■ **Extract**
New State Grants Highlight Innovative Projects

August 21st, 2013

Category: News, Policy and Practice, Postsecondary Success

The Delaware Department of Education recently announced 14 grants, totaling $1.5 million to support schools and districts across the state in implementing innovative practices and projects. The development of this grant opportunity, to be used during the 2013-2014 school year, is an exciting acknowledgement of the significance of exploring, sharing, and expanding innovative programs. This type of sharing and replicating of innovative programs is fundamental as Delaware continues to work toward helping every student reach their full potential, and ultimately graduate college and career ready.

In announcing the grant opportunity, the Department called for projects that would improve: student outcomes, Common Core implementation and assessment, school climates, and achievement of underachieving students. Based on the descriptions of these awards, it is clear that Delaware schools replied enthusiastically with thorough and high-quality applications! Programs were awarded to schools across 10 districts and one charter school, representing all grade levels, and covering a range of subject areas, including, biology, history, and astronomy. Many of the awards focus on Common Core content knowledge, and it is expected that these initiatives will help lead the way as the state continues to work toward implementing the standards this year. Leveraging this type of innovation and creativity in classrooms across the state will continue to facilitate the development of an entire system of world-class schools.

■ **Exercise 1**
According to the grants article, how many grants did the Delaware Department of Education announce, and what was their total value?
■ **Exercise 2**
Translate this sentence from the grants article into Spanish: "Programs were awarded to schools across 10 districts and one charter school, representing all grade levels, and covering a range of subject areas, including, biology, history, and astronomy."
■ **Exercise 3**
Continue the article on the Delaware innovation grants from its last sentence.

■ **Recorded information**
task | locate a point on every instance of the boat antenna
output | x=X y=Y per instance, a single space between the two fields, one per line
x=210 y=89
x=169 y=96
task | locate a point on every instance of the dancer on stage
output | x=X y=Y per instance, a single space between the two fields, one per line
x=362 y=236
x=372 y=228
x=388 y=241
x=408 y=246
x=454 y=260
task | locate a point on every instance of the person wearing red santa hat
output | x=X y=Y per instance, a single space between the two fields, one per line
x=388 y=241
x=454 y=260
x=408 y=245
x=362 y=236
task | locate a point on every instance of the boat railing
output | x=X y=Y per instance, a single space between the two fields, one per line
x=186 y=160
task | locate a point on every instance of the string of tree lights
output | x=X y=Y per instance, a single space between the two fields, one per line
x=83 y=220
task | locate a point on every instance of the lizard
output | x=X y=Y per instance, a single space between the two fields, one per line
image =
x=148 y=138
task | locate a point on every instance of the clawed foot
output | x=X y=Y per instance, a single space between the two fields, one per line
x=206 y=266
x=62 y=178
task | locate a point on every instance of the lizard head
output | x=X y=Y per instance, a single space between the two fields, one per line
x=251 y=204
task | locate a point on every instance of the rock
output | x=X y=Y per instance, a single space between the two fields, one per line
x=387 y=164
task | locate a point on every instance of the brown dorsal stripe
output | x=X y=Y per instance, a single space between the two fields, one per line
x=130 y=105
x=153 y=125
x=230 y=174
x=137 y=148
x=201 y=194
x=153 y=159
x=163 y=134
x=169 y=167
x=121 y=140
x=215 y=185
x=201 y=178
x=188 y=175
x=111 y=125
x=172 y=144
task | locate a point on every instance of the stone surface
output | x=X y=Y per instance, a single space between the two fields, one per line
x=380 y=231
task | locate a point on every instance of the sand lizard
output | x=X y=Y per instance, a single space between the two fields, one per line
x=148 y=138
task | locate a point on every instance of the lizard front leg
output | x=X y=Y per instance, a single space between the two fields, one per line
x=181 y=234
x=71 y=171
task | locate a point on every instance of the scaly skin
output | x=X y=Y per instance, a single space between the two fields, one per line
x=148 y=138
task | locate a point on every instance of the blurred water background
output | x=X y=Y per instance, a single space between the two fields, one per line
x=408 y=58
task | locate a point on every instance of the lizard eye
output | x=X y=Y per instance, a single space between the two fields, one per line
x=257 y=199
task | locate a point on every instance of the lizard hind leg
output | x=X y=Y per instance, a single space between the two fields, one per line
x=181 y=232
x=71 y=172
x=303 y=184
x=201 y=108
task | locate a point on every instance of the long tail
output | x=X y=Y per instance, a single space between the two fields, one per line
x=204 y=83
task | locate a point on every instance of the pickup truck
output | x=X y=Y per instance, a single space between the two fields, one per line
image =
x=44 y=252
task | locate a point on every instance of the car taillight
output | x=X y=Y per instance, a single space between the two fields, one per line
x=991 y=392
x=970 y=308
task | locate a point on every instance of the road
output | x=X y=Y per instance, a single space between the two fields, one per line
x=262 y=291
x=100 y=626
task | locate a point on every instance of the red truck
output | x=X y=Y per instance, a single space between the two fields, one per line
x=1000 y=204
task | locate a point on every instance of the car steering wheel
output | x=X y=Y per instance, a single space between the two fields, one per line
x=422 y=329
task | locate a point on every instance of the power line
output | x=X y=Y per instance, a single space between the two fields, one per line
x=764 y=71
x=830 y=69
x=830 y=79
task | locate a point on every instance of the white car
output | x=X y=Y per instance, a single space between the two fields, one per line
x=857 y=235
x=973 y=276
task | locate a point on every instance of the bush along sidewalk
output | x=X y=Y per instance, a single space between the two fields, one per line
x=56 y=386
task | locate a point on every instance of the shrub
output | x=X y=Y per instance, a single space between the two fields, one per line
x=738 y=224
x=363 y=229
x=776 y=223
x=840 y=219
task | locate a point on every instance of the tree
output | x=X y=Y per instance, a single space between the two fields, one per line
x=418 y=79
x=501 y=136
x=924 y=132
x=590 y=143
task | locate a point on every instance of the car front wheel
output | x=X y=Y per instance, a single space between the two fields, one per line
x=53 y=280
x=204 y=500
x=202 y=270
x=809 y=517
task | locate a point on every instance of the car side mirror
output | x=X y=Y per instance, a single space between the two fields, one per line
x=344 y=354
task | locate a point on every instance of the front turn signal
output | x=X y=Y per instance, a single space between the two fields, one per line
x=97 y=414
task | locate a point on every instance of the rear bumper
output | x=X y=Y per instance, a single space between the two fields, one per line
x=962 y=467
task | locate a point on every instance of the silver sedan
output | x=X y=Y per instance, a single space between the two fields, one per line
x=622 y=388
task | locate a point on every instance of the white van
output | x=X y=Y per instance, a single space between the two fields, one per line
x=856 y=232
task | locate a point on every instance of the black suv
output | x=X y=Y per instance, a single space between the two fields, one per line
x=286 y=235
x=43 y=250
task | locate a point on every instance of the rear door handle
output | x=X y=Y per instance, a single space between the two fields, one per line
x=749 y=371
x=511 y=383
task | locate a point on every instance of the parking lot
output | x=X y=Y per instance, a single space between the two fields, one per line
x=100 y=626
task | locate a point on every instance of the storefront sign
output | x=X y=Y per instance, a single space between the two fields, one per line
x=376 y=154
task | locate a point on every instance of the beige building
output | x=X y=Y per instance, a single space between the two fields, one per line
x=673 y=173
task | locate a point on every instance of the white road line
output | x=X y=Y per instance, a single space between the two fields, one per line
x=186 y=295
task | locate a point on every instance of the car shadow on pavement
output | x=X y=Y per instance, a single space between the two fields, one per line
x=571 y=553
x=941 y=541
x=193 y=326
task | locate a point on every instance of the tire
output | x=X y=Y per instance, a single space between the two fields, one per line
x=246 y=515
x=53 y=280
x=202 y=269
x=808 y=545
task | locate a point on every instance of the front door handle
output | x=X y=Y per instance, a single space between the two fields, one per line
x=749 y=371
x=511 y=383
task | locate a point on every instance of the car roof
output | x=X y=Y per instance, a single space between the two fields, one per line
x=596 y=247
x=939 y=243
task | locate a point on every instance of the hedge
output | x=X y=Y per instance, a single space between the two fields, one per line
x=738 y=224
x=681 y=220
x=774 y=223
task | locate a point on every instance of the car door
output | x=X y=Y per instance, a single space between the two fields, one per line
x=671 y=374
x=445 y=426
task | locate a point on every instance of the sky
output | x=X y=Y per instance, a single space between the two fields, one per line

■ **Task output 1**
It announced 14 grants totaling $1.5 million.

■ **Task output 2**
Los programas se otorgaron a escuelas de 10 distritos y a una escuela chárter, abarcando todos los niveles de grado y una variedad de materias, entre ellas biología, historia y astronomía.

■ **Task output 3**
The largest grant ($600,000) was provided to a consortium of districts called BRINC, composed of Brandywine, Indian River, New Castle County Vo-Tech, and Colonial school districts. This grant will support a project called “Linking to the Future,” which will support personalized learning opportunities for students at 10 high schools throughout the state. It will be exciting to follow the BRINC consortium as the districts collaborate around personalized learning in a way previously unseen in Delaware.

In addition to innovation focusing on Common Core, personalized learning, and college and career readiness, the Red Clay Consolidated School District received $32,710 for a Cognitive and Emotional Learning and Esteem Building (CELEB) program. The grant will fund two five-week programs for high-risk students from the City of Wilmington aimed at reducing bullying, improving academic performance, and decreasing suspension rates.

The grants cover a wide variety of need-areas and highlight the innovative programs being used to reach out to Delaware students. As we work toward providing a world-class education for all students, encouraging innovative programs such as these, building on their successes, discussing opportunities for improvement, and committing to sustaining them will be imperative to continuing to build a world-class system of public education.